EXERCISE DESCRIPTION – Print, exactly and completely, every entry in the data.

DATA SHOWN –
** START **
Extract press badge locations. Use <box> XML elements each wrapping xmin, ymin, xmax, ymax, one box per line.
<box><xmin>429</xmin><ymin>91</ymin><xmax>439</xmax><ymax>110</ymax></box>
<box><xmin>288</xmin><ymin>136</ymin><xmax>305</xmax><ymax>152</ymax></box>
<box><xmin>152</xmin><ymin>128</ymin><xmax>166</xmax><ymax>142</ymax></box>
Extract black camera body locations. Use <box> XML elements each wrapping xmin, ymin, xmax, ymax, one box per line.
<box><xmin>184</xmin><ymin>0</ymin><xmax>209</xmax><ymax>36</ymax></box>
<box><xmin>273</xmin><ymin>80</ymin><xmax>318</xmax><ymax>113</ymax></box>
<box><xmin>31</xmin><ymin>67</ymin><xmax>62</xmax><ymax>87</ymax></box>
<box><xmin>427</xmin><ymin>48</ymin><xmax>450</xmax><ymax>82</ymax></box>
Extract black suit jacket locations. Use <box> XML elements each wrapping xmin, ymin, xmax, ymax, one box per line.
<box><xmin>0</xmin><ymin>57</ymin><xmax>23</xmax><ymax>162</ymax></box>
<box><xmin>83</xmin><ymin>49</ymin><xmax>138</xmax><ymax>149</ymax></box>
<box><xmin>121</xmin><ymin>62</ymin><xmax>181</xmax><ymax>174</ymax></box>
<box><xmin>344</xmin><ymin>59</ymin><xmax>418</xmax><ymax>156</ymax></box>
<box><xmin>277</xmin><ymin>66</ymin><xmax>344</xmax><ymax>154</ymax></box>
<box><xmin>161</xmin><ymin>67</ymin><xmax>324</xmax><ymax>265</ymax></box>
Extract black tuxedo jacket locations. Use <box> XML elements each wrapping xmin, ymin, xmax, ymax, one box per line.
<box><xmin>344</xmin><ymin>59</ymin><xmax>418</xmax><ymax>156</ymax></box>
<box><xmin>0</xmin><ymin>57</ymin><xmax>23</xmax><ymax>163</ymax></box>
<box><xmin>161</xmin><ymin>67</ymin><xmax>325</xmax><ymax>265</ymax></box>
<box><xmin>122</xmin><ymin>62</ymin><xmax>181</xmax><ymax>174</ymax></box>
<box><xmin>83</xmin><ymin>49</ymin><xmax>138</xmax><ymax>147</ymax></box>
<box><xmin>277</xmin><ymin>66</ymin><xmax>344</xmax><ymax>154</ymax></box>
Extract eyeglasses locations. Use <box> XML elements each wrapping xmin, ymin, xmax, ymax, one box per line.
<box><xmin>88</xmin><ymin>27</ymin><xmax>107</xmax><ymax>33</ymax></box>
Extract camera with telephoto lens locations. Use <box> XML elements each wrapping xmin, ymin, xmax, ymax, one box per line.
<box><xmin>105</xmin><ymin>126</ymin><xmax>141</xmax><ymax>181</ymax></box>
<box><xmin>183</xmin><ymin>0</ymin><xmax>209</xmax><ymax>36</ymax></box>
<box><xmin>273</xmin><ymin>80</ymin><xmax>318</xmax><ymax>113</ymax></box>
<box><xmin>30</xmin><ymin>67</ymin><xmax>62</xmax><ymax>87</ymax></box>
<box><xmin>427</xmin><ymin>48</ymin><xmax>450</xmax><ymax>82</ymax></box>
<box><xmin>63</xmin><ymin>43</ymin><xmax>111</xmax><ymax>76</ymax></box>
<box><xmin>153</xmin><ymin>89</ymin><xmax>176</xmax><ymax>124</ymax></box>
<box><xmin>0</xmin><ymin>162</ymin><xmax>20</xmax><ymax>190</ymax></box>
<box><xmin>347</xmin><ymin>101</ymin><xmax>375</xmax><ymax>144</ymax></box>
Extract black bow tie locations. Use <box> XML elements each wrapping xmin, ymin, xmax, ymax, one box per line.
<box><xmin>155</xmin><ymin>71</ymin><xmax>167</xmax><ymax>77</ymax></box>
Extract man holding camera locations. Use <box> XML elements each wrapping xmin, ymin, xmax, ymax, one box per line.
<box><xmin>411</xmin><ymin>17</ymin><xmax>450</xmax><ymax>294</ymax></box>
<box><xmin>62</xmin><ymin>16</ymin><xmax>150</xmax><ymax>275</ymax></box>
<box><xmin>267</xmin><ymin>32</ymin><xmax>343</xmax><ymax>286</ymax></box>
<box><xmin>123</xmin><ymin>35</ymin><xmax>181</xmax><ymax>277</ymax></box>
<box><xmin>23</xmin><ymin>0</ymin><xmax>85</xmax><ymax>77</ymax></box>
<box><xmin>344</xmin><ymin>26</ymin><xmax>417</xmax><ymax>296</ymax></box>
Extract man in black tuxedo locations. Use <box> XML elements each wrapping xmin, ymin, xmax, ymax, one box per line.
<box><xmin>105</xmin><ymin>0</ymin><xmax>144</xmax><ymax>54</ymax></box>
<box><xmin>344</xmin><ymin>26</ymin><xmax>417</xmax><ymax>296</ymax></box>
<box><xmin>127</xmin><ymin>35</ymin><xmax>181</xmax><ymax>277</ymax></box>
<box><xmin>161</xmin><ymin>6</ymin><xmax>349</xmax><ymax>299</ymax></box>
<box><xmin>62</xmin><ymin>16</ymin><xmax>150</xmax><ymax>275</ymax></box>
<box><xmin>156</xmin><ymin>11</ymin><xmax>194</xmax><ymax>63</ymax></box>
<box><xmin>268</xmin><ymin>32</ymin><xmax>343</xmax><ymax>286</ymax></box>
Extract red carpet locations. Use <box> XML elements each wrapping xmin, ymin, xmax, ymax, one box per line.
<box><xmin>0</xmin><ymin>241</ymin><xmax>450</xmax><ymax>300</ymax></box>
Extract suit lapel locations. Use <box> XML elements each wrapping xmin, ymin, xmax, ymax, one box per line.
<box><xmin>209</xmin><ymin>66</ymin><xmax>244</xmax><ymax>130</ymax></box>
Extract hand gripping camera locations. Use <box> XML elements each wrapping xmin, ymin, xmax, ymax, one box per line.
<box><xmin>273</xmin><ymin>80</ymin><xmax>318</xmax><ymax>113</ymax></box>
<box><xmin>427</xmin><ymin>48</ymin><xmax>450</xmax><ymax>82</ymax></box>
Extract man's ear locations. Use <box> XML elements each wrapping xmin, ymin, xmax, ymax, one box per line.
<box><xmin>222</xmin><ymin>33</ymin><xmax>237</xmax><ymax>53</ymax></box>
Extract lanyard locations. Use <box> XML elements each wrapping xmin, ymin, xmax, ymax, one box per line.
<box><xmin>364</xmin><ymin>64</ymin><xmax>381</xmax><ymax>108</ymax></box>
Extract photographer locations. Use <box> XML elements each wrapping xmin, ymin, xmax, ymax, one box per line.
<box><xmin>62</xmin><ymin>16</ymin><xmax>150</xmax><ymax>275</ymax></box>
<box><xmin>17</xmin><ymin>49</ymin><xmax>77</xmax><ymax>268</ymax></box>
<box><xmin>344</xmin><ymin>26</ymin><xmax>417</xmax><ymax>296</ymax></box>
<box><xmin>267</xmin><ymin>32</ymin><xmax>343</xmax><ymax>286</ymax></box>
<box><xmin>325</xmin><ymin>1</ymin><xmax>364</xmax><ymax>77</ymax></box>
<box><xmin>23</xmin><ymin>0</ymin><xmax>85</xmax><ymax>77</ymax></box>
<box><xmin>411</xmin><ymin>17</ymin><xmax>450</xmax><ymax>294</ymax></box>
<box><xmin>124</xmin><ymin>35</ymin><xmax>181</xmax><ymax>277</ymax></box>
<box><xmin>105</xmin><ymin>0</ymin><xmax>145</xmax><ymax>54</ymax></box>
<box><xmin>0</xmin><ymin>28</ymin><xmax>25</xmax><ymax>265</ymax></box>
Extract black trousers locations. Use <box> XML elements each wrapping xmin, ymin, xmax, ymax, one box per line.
** END **
EXERCISE OUTPUT –
Extract press badge locations. Use <box> XML elements each wrapping xmin, ymin, xmax, ymax, one box per line.
<box><xmin>429</xmin><ymin>91</ymin><xmax>439</xmax><ymax>110</ymax></box>
<box><xmin>288</xmin><ymin>136</ymin><xmax>305</xmax><ymax>152</ymax></box>
<box><xmin>152</xmin><ymin>128</ymin><xmax>166</xmax><ymax>142</ymax></box>
Extract black camera body locations. Use <box> XML elements each wrapping xmin, ymin, xmax, ymax, one box per line.
<box><xmin>184</xmin><ymin>0</ymin><xmax>209</xmax><ymax>36</ymax></box>
<box><xmin>273</xmin><ymin>80</ymin><xmax>318</xmax><ymax>113</ymax></box>
<box><xmin>31</xmin><ymin>67</ymin><xmax>62</xmax><ymax>87</ymax></box>
<box><xmin>427</xmin><ymin>48</ymin><xmax>450</xmax><ymax>82</ymax></box>
Extract black suit jacket locations. Use <box> XML elements each wrapping xmin, ymin, xmax, ymax, one box per line.
<box><xmin>0</xmin><ymin>57</ymin><xmax>23</xmax><ymax>162</ymax></box>
<box><xmin>83</xmin><ymin>49</ymin><xmax>138</xmax><ymax>149</ymax></box>
<box><xmin>121</xmin><ymin>62</ymin><xmax>181</xmax><ymax>174</ymax></box>
<box><xmin>344</xmin><ymin>59</ymin><xmax>418</xmax><ymax>156</ymax></box>
<box><xmin>277</xmin><ymin>66</ymin><xmax>344</xmax><ymax>154</ymax></box>
<box><xmin>161</xmin><ymin>67</ymin><xmax>324</xmax><ymax>265</ymax></box>
Extract black tuxedo jacket locations. Use <box> XML elements each wrapping xmin, ymin, xmax, ymax, one box per line.
<box><xmin>344</xmin><ymin>59</ymin><xmax>418</xmax><ymax>156</ymax></box>
<box><xmin>0</xmin><ymin>57</ymin><xmax>23</xmax><ymax>163</ymax></box>
<box><xmin>161</xmin><ymin>67</ymin><xmax>325</xmax><ymax>265</ymax></box>
<box><xmin>122</xmin><ymin>62</ymin><xmax>181</xmax><ymax>174</ymax></box>
<box><xmin>83</xmin><ymin>49</ymin><xmax>138</xmax><ymax>147</ymax></box>
<box><xmin>277</xmin><ymin>66</ymin><xmax>344</xmax><ymax>154</ymax></box>
Extract eyeglasses locations. Use <box> XML elements each wrapping xmin, ymin, xmax, ymax, one box per line.
<box><xmin>88</xmin><ymin>27</ymin><xmax>107</xmax><ymax>33</ymax></box>
Extract camera with telephoto lens locations. Use <box> XML elements each wrapping xmin, ymin, xmax, ymax, one box per line.
<box><xmin>105</xmin><ymin>126</ymin><xmax>141</xmax><ymax>181</ymax></box>
<box><xmin>183</xmin><ymin>0</ymin><xmax>209</xmax><ymax>36</ymax></box>
<box><xmin>273</xmin><ymin>80</ymin><xmax>318</xmax><ymax>113</ymax></box>
<box><xmin>30</xmin><ymin>67</ymin><xmax>62</xmax><ymax>87</ymax></box>
<box><xmin>427</xmin><ymin>48</ymin><xmax>450</xmax><ymax>82</ymax></box>
<box><xmin>63</xmin><ymin>43</ymin><xmax>111</xmax><ymax>76</ymax></box>
<box><xmin>153</xmin><ymin>89</ymin><xmax>176</xmax><ymax>124</ymax></box>
<box><xmin>0</xmin><ymin>162</ymin><xmax>20</xmax><ymax>190</ymax></box>
<box><xmin>347</xmin><ymin>101</ymin><xmax>375</xmax><ymax>144</ymax></box>
Extract black bow tie locations. Use <box> XML elements each wrapping xmin, ymin, xmax, ymax, one box per line.
<box><xmin>155</xmin><ymin>71</ymin><xmax>167</xmax><ymax>77</ymax></box>
Extract man holding camera locations. Use <box> XML elements each wrapping xmin, ymin, xmax, ymax, one box per line.
<box><xmin>411</xmin><ymin>17</ymin><xmax>450</xmax><ymax>294</ymax></box>
<box><xmin>62</xmin><ymin>16</ymin><xmax>150</xmax><ymax>275</ymax></box>
<box><xmin>267</xmin><ymin>32</ymin><xmax>343</xmax><ymax>286</ymax></box>
<box><xmin>123</xmin><ymin>35</ymin><xmax>181</xmax><ymax>277</ymax></box>
<box><xmin>23</xmin><ymin>0</ymin><xmax>85</xmax><ymax>77</ymax></box>
<box><xmin>344</xmin><ymin>26</ymin><xmax>417</xmax><ymax>296</ymax></box>
Extract man in black tuxedo locations. Use <box> XML elements each wrapping xmin, ymin, xmax, ymax, one box per line.
<box><xmin>105</xmin><ymin>0</ymin><xmax>144</xmax><ymax>54</ymax></box>
<box><xmin>344</xmin><ymin>26</ymin><xmax>417</xmax><ymax>296</ymax></box>
<box><xmin>127</xmin><ymin>35</ymin><xmax>181</xmax><ymax>277</ymax></box>
<box><xmin>161</xmin><ymin>6</ymin><xmax>349</xmax><ymax>299</ymax></box>
<box><xmin>62</xmin><ymin>16</ymin><xmax>150</xmax><ymax>275</ymax></box>
<box><xmin>156</xmin><ymin>11</ymin><xmax>194</xmax><ymax>63</ymax></box>
<box><xmin>268</xmin><ymin>32</ymin><xmax>343</xmax><ymax>286</ymax></box>
Extract red carpet locations. Use <box> XML elements each wrapping xmin, ymin, xmax, ymax, one box per line.
<box><xmin>0</xmin><ymin>241</ymin><xmax>450</xmax><ymax>300</ymax></box>
Extract suit lapel locations. Use <box> XML elements each wrapping xmin, ymin, xmax, ymax, one box per line.
<box><xmin>209</xmin><ymin>66</ymin><xmax>244</xmax><ymax>130</ymax></box>
Extract hand gripping camera locations. Use <box> XML elements each wrapping xmin, ymin, xmax, ymax, one box per line.
<box><xmin>273</xmin><ymin>80</ymin><xmax>318</xmax><ymax>113</ymax></box>
<box><xmin>427</xmin><ymin>48</ymin><xmax>450</xmax><ymax>82</ymax></box>
Extract man's ear locations. Use <box> XML elements each wrapping xmin, ymin, xmax, ymax, one box per line.
<box><xmin>222</xmin><ymin>33</ymin><xmax>237</xmax><ymax>53</ymax></box>
Extract lanyard locations. Use <box> XML elements each wrapping xmin, ymin, xmax, ymax, one box per line.
<box><xmin>364</xmin><ymin>64</ymin><xmax>381</xmax><ymax>108</ymax></box>
Extract photographer locations. Use <box> XML elements each wrapping xmin, ymin, xmax, ymax, one box per line.
<box><xmin>62</xmin><ymin>16</ymin><xmax>150</xmax><ymax>275</ymax></box>
<box><xmin>17</xmin><ymin>49</ymin><xmax>77</xmax><ymax>268</ymax></box>
<box><xmin>344</xmin><ymin>26</ymin><xmax>417</xmax><ymax>296</ymax></box>
<box><xmin>267</xmin><ymin>32</ymin><xmax>343</xmax><ymax>286</ymax></box>
<box><xmin>325</xmin><ymin>1</ymin><xmax>364</xmax><ymax>77</ymax></box>
<box><xmin>23</xmin><ymin>0</ymin><xmax>85</xmax><ymax>77</ymax></box>
<box><xmin>411</xmin><ymin>17</ymin><xmax>450</xmax><ymax>294</ymax></box>
<box><xmin>124</xmin><ymin>35</ymin><xmax>181</xmax><ymax>277</ymax></box>
<box><xmin>105</xmin><ymin>0</ymin><xmax>145</xmax><ymax>54</ymax></box>
<box><xmin>0</xmin><ymin>28</ymin><xmax>25</xmax><ymax>265</ymax></box>
Extract black trousers locations. Use <box> XML elements each wrapping xmin, ymin, xmax, ymax, one box per line.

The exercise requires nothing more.